The Student News Site of The Webb Schools

Webb Canyon Chronicle

The Student News Site of The Webb Schools

Webb Canyon Chronicle

The Student News Site of The Webb Schools

Webb Canyon Chronicle

Mass media’s misinformation is not good for your gains

Jamie Zeng (’23)
Functional fitness, one of many afternoon activities offered at Webb, provides students the opportunity to workout in the McCarthy weight room. Allowing students to adopt their own independent workout regimen, functional fitness provides a space for all students to experiment with machines, free weights, and gives the tools needed to create a foundation in fitness alongside friends and trusted advisors. “I get to come in here and be in a space with my friends, but on a real note, I feel the most productive in here because I am working directly on myself.” Kenny Clay (’25) said.


The crash of metal and the heavy thuds of rubber plates slamming against the ground are familiar sounds that characterize the often-overlooked McCarthy weight room.  

A place where seasoned lifters can max out their lifts or newbies can learn the ropes for the first time, the gym serves as a place for students to venture into something new and continually push themselves. 

Fitness has quickly become somewhat of a trend, dominating YouTube views with workouts that promise you “abs-in-two-weeks” during quarantine, every kind of diet under the sun, and creating the quintessential image of the “gym-bro” who hits PRs daily while screaming. 

Fitness seems like a complex and unfriendly world, but, in reality, it doesn’t have to be this way. For those who want to get into lifting or simply explore what fitness has to offer, they must be especially wary of the root that makes fitness so difficult to navigate: misinformation.

● ● ● ●

In the fitness article, rewrite the section from "The crash of" to "daily while screaming." with "newbies" replaced by "beginners".

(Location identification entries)
● ● ● ●

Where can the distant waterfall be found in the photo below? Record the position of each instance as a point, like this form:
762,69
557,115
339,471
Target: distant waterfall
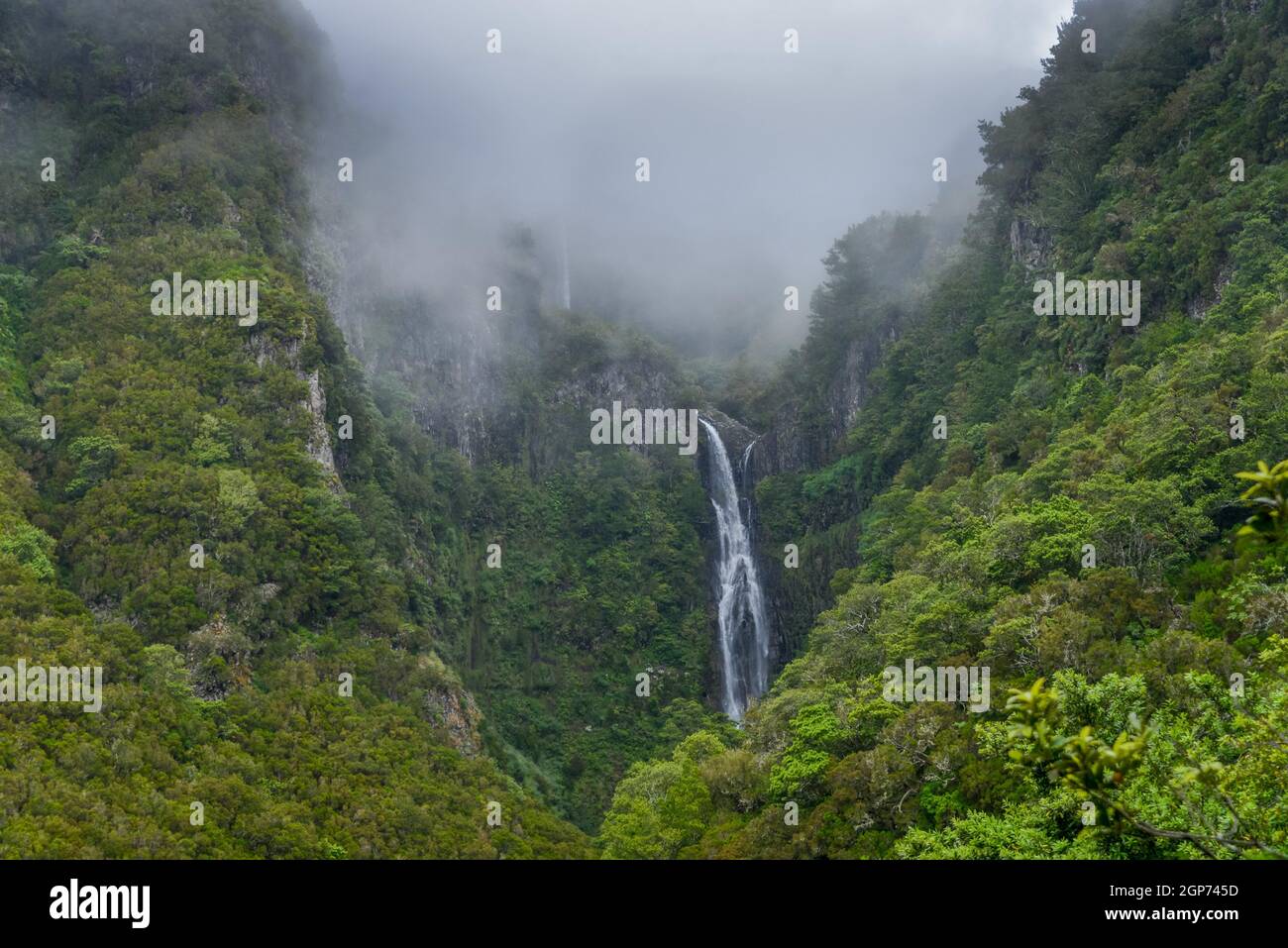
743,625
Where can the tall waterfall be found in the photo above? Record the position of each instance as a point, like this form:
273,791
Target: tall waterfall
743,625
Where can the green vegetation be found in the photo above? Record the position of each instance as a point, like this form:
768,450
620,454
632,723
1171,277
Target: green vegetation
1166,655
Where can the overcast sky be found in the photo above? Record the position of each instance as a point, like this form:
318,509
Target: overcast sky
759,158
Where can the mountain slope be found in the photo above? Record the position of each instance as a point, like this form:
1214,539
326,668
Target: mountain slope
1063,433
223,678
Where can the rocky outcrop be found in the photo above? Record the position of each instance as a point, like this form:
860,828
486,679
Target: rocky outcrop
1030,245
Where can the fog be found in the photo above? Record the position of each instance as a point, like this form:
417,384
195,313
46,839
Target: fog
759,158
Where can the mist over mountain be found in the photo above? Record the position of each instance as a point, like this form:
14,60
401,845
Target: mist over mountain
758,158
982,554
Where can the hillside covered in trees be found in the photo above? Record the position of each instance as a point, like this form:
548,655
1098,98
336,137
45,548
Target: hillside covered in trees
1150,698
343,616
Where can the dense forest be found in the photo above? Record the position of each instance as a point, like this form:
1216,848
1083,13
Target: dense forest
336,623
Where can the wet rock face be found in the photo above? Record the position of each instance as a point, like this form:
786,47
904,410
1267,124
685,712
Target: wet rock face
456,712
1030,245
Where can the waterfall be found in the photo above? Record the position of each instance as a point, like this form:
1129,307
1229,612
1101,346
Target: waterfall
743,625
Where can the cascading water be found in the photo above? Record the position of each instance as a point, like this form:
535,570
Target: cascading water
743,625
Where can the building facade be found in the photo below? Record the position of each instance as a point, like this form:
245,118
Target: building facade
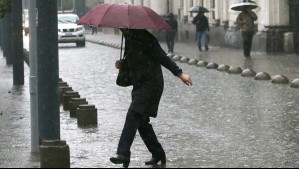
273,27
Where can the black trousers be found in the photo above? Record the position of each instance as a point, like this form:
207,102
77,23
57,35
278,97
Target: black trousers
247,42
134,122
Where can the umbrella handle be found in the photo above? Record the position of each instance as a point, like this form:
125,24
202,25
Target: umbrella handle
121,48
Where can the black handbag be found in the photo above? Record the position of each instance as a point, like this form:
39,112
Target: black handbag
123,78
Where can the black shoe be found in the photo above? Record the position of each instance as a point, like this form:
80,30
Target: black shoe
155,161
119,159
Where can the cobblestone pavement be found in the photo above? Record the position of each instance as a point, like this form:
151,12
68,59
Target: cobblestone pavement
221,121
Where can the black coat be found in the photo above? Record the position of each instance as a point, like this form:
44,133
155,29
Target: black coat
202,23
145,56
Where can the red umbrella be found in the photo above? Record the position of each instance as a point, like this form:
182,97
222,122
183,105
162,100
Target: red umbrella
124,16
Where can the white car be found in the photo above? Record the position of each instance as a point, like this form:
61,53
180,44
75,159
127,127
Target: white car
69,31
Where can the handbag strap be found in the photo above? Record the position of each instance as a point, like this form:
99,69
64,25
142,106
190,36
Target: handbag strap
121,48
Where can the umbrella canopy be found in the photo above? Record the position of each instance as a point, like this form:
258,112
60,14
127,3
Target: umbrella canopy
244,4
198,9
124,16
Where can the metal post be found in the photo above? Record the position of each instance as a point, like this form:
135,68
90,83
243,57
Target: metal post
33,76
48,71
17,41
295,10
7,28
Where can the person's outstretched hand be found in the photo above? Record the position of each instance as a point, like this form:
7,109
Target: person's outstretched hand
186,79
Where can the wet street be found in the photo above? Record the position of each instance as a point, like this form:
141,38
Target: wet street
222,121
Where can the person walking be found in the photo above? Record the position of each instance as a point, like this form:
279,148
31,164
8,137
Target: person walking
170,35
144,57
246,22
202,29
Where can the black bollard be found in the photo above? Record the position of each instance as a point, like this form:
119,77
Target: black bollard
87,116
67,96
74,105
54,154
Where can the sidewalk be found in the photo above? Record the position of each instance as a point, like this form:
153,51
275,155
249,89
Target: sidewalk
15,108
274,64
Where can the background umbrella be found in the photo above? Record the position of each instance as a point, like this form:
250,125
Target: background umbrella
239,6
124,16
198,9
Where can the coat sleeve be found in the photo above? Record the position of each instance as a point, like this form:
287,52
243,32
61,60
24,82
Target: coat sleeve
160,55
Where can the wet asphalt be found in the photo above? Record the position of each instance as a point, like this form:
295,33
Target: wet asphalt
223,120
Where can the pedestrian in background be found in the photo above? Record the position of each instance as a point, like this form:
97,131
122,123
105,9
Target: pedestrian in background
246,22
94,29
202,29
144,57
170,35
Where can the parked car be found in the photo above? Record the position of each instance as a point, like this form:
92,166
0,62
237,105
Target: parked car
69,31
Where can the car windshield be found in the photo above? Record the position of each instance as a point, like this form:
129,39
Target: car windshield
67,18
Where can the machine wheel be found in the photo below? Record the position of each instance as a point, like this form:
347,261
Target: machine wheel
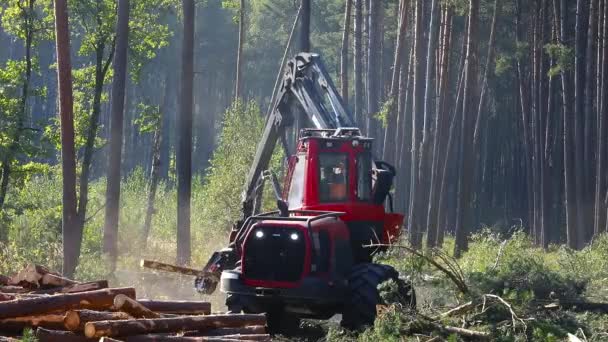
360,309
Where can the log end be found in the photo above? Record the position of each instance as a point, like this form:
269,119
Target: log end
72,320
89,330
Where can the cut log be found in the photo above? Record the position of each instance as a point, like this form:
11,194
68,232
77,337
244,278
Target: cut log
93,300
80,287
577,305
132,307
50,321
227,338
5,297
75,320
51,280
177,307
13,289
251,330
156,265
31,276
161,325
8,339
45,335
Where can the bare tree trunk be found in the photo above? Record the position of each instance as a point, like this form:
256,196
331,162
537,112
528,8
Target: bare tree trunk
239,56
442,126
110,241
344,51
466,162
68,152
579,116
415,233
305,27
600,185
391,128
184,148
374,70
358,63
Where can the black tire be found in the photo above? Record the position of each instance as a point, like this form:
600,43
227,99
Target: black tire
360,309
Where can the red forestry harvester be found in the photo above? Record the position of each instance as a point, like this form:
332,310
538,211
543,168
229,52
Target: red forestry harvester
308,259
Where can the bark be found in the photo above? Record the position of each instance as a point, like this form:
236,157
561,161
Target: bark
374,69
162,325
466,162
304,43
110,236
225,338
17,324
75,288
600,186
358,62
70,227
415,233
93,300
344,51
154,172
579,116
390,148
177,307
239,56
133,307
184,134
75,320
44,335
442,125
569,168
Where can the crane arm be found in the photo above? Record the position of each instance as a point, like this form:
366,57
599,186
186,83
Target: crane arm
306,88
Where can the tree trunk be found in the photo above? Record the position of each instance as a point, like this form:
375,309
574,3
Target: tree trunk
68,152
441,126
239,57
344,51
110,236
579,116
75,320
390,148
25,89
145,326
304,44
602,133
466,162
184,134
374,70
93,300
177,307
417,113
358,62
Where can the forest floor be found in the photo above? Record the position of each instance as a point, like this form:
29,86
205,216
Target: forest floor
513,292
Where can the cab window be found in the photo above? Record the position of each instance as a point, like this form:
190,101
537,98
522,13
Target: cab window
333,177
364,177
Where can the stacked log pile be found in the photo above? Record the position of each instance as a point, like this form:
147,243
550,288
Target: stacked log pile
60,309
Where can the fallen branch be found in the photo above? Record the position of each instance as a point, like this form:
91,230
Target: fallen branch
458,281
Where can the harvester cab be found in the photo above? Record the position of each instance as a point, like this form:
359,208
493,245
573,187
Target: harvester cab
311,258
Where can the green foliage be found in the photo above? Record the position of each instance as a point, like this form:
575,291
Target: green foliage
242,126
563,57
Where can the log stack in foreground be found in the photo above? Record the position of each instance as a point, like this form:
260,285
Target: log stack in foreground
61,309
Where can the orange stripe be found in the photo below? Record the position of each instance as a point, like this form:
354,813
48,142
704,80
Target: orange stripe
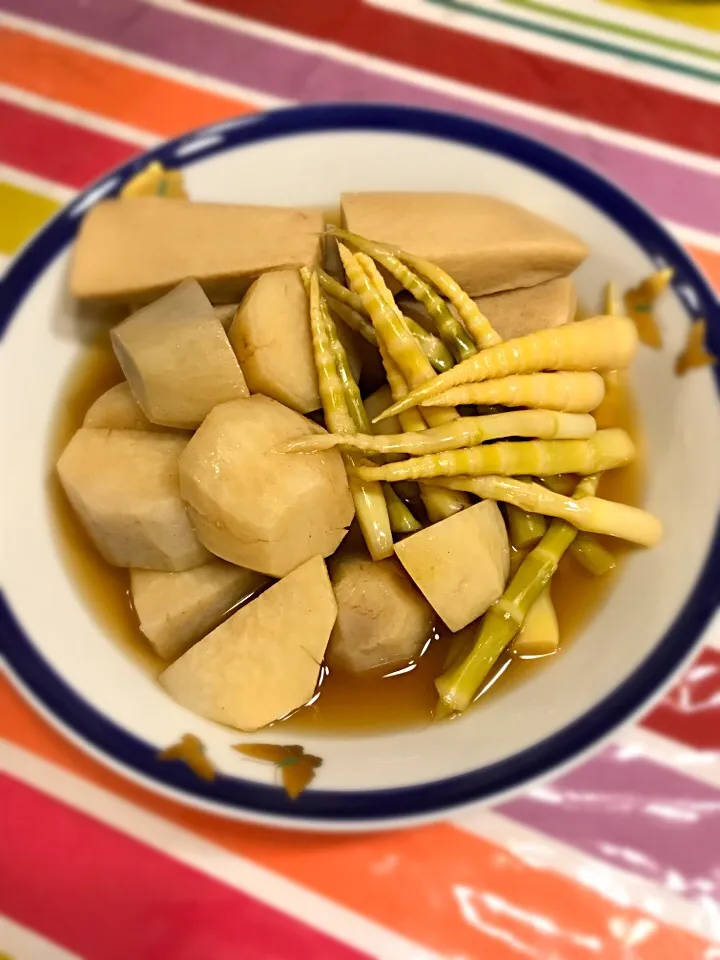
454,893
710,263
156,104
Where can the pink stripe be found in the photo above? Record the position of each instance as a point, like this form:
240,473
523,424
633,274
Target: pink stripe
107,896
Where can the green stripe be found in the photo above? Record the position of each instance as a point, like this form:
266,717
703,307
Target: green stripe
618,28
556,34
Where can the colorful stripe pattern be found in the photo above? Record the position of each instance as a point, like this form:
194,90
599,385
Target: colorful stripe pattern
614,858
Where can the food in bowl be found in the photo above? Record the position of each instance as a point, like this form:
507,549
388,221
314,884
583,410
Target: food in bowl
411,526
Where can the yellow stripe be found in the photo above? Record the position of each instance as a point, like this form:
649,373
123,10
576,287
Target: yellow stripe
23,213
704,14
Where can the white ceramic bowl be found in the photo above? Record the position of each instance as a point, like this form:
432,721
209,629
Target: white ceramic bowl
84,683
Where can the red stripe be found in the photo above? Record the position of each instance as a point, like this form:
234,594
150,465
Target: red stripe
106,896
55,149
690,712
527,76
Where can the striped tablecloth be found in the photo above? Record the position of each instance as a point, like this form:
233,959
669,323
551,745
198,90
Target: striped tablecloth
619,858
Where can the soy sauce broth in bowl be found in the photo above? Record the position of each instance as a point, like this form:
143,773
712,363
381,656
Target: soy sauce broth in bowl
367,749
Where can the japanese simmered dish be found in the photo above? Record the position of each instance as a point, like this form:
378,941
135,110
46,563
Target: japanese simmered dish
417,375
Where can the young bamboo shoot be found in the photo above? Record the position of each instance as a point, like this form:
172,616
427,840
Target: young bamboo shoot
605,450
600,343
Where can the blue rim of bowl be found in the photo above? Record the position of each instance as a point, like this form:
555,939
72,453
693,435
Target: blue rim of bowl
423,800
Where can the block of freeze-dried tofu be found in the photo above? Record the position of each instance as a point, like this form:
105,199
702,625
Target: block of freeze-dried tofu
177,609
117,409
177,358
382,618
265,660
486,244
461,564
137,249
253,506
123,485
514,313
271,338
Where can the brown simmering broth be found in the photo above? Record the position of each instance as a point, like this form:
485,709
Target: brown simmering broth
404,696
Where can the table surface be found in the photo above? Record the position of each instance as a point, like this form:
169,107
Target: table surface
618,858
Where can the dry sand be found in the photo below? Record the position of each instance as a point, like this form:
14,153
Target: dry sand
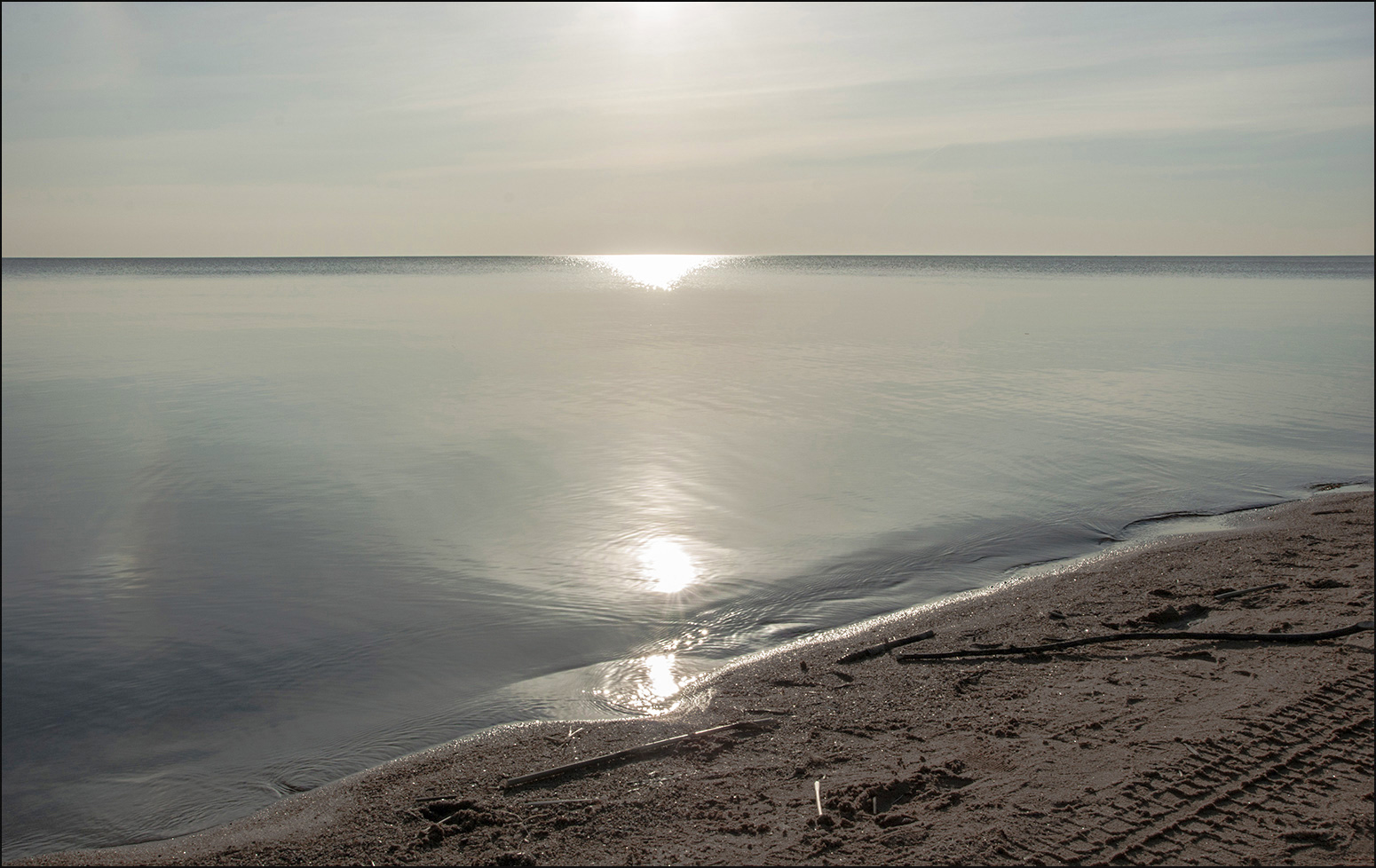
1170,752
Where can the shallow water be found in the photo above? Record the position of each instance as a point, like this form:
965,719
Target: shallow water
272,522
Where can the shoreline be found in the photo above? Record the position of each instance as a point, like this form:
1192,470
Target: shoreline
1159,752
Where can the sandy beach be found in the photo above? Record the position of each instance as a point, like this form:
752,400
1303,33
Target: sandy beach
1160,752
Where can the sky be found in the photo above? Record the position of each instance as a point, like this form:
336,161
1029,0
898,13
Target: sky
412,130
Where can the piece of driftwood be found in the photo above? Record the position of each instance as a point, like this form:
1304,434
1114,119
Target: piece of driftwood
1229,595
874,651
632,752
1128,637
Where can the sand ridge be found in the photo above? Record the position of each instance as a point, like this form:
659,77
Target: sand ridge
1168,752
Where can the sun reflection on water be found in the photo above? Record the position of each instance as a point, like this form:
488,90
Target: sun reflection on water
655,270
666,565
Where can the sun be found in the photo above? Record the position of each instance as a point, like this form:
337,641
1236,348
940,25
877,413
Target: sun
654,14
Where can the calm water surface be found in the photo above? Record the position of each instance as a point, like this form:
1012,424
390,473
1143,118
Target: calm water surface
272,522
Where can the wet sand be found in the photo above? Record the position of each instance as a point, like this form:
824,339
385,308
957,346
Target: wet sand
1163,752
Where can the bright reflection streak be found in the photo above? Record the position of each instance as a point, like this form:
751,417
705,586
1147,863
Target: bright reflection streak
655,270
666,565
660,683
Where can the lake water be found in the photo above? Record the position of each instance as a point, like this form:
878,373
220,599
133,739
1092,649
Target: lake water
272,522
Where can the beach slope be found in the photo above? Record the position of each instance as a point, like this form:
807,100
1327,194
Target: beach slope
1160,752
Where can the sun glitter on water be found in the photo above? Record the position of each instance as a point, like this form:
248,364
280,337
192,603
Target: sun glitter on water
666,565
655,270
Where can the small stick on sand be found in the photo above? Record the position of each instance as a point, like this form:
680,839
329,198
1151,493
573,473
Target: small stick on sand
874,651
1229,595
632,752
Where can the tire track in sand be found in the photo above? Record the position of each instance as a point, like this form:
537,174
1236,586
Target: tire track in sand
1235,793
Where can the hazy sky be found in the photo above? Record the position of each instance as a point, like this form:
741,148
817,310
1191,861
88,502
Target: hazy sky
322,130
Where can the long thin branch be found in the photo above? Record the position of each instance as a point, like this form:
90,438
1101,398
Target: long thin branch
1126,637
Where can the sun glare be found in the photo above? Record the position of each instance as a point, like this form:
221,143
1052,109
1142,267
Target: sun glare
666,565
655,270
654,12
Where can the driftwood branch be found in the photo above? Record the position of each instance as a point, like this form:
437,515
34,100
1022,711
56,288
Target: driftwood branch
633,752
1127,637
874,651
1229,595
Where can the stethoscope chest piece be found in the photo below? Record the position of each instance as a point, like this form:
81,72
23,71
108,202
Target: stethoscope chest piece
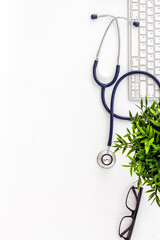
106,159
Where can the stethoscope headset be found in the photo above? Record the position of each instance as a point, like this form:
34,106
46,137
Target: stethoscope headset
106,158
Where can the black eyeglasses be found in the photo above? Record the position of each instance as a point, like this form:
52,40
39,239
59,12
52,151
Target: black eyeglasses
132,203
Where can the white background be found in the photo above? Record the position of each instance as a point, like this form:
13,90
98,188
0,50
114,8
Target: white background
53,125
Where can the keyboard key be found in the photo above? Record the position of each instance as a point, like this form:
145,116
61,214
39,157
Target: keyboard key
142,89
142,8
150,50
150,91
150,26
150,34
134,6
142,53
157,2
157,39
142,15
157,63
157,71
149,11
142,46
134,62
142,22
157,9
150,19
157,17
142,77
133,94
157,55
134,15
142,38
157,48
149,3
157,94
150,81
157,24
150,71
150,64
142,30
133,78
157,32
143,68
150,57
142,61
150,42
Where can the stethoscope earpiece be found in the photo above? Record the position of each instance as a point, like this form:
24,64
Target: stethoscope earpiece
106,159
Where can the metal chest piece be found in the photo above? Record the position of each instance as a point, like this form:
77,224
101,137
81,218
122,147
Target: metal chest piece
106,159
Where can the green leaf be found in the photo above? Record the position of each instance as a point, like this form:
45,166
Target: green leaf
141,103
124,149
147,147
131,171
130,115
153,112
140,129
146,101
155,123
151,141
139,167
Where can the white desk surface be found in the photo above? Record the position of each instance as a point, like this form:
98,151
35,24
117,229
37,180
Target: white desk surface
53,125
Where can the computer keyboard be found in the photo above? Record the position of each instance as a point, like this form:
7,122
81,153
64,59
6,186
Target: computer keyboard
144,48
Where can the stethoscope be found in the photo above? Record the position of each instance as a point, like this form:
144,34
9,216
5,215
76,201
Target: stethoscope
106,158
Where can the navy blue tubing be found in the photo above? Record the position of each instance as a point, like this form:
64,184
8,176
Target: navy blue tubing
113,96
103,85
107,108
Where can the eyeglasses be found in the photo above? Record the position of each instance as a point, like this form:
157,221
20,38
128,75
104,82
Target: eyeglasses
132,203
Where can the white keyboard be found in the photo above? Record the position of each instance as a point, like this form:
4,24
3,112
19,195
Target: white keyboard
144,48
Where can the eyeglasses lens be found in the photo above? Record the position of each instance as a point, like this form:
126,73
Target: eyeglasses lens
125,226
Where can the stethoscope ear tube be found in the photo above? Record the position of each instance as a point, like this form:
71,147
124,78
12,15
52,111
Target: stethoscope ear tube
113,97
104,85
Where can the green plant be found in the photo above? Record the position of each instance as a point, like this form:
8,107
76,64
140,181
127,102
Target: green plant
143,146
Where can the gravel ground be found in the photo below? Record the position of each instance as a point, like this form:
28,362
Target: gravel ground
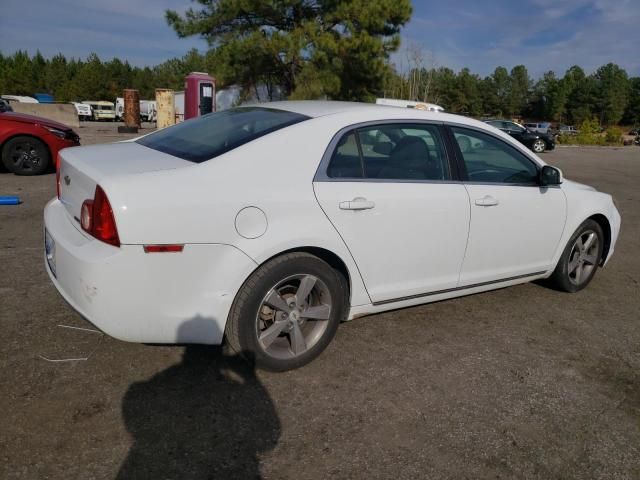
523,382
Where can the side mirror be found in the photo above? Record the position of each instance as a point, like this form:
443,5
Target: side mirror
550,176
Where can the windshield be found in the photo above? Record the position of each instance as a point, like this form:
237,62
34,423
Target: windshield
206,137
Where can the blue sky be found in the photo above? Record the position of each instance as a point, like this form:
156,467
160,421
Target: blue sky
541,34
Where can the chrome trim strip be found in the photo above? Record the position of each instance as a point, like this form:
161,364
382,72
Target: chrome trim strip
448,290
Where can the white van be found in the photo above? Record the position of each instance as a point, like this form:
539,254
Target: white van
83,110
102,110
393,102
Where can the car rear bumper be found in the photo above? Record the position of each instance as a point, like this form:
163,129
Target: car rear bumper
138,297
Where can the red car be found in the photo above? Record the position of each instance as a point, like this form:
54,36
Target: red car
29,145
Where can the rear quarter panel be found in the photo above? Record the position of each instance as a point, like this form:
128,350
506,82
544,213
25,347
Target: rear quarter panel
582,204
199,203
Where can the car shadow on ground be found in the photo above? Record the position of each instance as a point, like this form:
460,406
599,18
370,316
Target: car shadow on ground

● ● ● ●

_Task response_
The crash of metal and the heavy thuds of rubber plates slamming against the ground are familiar sounds that characterize the often-overlooked McCarthy weight room.  

A place where seasoned lifters can max out their lifts or beginners can learn the ropes for the first time, the gym serves as a place for students to venture into something new and continually push themselves. 

Fitness has quickly become somewhat of a trend, dominating YouTube views with workouts that promise you “abs-in-two-weeks” during quarantine, every kind of diet under the sun, and creating the quintessential image of the “gym-bro” who hits PRs daily while screaming.